- Instructions
a - Reproduce, word for word, the part of the Daniell biography that opens with the words containing "Daniell has worked" and closes with "Pictures For Music.".
b - Answer these questions from the Daniell biography, one answer per line:
(i) On which label was Sycamore released?
(ii) In which city was the live recording Los Jacintos made?
(iii) Since what year has Daniell run the label Antiopic?

- Passage shown
-- begin --

David Daniell is a composer and performer working in the intersections of acoustic and electronic instrumentation and of composition and improvisation. His music focuses on two primary areas of concern: perception and listening at the margins of audibility, through repetition, drone, and a gradual and lateral development of timbre; and the social narrative of musical forms, both in terms of improvisation and intuitive composition, as well as through the recontextualization and incorporation of sounds from and inspired by his rural heritage.
As a performer, Daniell utilizes acoustic, electric, and pedal steel guitar along with a variety of electronics. He has worked for over a decade as a member of the improvising blues-drone trio San Agustin, along with many other collaborators through the years, including Tim Barnes, Ateleia, Jeph Jerman, Thurston Moore, Sean Meehan, Loren Connors, Tomas Korber, Greg Davis, as lead guitarist in Jonathan Kane’s live band, and as concertmaster for Rhys Chatham’s 100- and 200-guitar performances. Current active collaborations include a duo with guitarist Douglas McCombs (of Brokeback, Tortoise, Eleventh Dream Day) and a trio with Christian Fennesz and Tony Buck (of The Necks).
Daniell’s compositional work utilizes displaced and abstracted field recordings juxtaposed with manipulated acoustic instruments and sounds of purely electronic origin, with great attention to sonic detail and aural depth-of-field, as captured in two solo albums, 2002′s sem (Antiopic) and 2006’s Coastal (Xeric/Table of the Elements). Recent compositions have incorporated a variety of instruments in larger ensemble settings. One such work, Sunfish (for twelve to fifteen musicians), was performed at the Fugue State Festival in Chicago (June 2007) and the X Avant Festival in Toronto (September 2007).
Recent releases include two live solo recordings (Los Jacintos, a recording of a live electric guitar performance in Madrid in February 2008, and The Hideout, of an acoustic guitar and electronics performance in Chicago) released as part of Antiopic’s Live Series, as well as a solo LP in Table of the Elements’ 15th anniversary Guitar Series Volume 4. Sycamore, the debut album from Daniell’s duo with Douglas McCombs, was released on the Chicago label Thrill Jockey in August 2009.
Daniell has worked extensively with the record label Table of the Elements (including engineering John Fahey’s 1998 Table of the Elements release Georgia Stomps, Atlanta Struts and Other Contemporary Dance Favorites), and as producer and artistic director of his own record label Antiopic since 2002. Antiopic’s catalog includes Alvin Lucier, Joyce Hinterding, Tetuzi Akiyama, Oren Ambarchi, Ultra-Red, Lee Ranaldo, Jim O’Rourke, Eddie Prévost and Alan Licht among others, as well as 2003′s critically-acclaimed Allegorical Power series of politically-charged web-only releases. Daniell has recently started working with video, including a collaboration with artist Robert Longo as producer of the DVD of Longo’s 1979 Pictures For Music.

-- end --

- Dataset rows

-- begin --

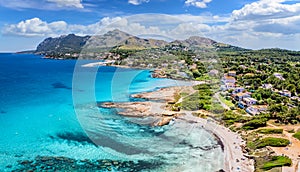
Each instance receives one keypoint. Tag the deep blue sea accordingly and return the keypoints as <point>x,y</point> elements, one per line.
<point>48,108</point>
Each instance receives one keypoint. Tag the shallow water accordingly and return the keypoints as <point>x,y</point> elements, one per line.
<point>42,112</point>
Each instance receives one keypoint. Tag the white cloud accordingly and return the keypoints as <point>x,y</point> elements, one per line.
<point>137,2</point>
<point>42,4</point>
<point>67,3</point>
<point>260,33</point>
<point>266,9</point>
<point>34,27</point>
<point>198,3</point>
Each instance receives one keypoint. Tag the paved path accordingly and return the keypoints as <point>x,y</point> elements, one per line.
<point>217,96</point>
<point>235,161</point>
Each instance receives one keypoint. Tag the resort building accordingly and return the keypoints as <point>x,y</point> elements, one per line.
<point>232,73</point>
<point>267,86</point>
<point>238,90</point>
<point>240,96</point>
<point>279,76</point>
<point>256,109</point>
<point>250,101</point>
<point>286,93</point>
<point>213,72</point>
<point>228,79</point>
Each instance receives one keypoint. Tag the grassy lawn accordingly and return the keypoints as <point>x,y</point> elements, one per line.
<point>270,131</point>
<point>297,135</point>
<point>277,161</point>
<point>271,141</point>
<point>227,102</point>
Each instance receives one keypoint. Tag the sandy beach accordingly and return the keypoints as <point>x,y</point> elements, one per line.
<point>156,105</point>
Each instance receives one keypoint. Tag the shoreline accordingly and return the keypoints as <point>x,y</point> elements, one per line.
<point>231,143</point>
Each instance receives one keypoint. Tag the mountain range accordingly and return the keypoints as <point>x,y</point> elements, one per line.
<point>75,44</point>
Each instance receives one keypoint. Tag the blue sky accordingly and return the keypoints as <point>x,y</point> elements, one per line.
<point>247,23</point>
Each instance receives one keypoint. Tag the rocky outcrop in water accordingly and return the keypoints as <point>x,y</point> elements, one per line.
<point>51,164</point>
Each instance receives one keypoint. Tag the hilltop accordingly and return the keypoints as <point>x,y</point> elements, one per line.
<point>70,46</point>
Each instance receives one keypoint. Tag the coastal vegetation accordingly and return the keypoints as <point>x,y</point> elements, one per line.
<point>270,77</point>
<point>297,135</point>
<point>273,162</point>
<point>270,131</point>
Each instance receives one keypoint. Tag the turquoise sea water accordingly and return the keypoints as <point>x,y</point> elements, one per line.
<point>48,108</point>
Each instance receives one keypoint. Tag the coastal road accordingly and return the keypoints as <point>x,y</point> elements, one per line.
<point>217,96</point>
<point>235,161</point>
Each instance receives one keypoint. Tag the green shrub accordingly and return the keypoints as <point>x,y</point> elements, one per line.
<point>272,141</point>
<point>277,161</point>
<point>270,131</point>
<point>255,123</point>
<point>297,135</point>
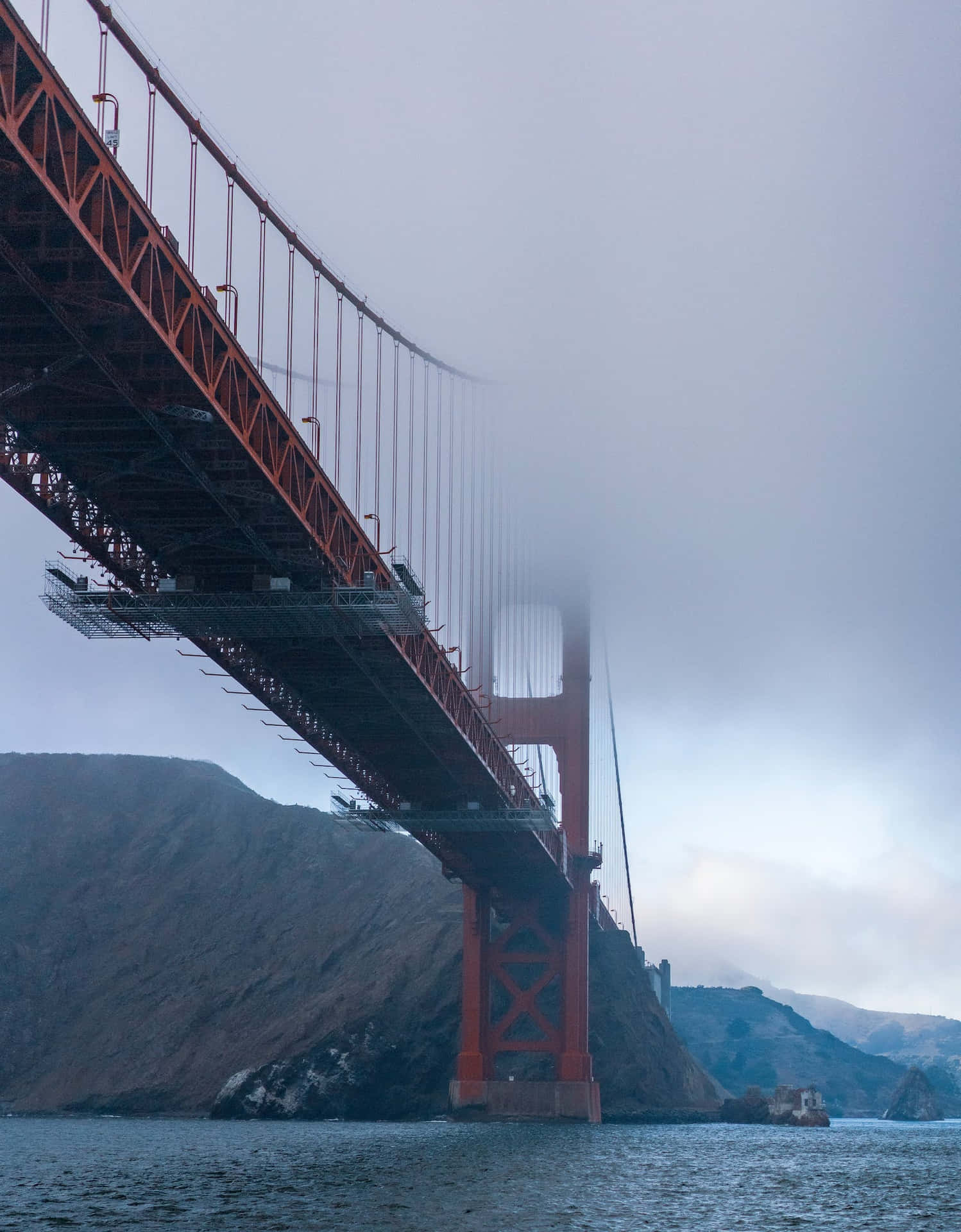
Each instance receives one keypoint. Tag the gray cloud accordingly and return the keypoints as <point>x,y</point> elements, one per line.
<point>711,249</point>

-- end --

- Solutions for each task
a -
Daniell has worked extensively with the record label Table of the Elements (including engineering John Fahey’s 1998 Table of the Elements release Georgia Stomps, Atlanta Struts and Other Contemporary Dance Favorites), and as producer and artistic director of his own record label Antiopic since 2002. Antiopic’s catalog includes Alvin Lucier, Joyce Hinterding, Tetuzi Akiyama, Oren Ambarchi, Ultra-Red, Lee Ranaldo, Jim O’Rourke, Eddie Prévost and Alan Licht among others, as well as 2003′s critically-acclaimed Allegorical Power series of politically-charged web-only releases. Daniell has recently started working with video, including a collaboration with artist Robert Longo as producer of the DVD of Longo’s 1979 Pictures For Music.

b -
(i) Thrill Jockey
(ii) Madrid
(iii) 2002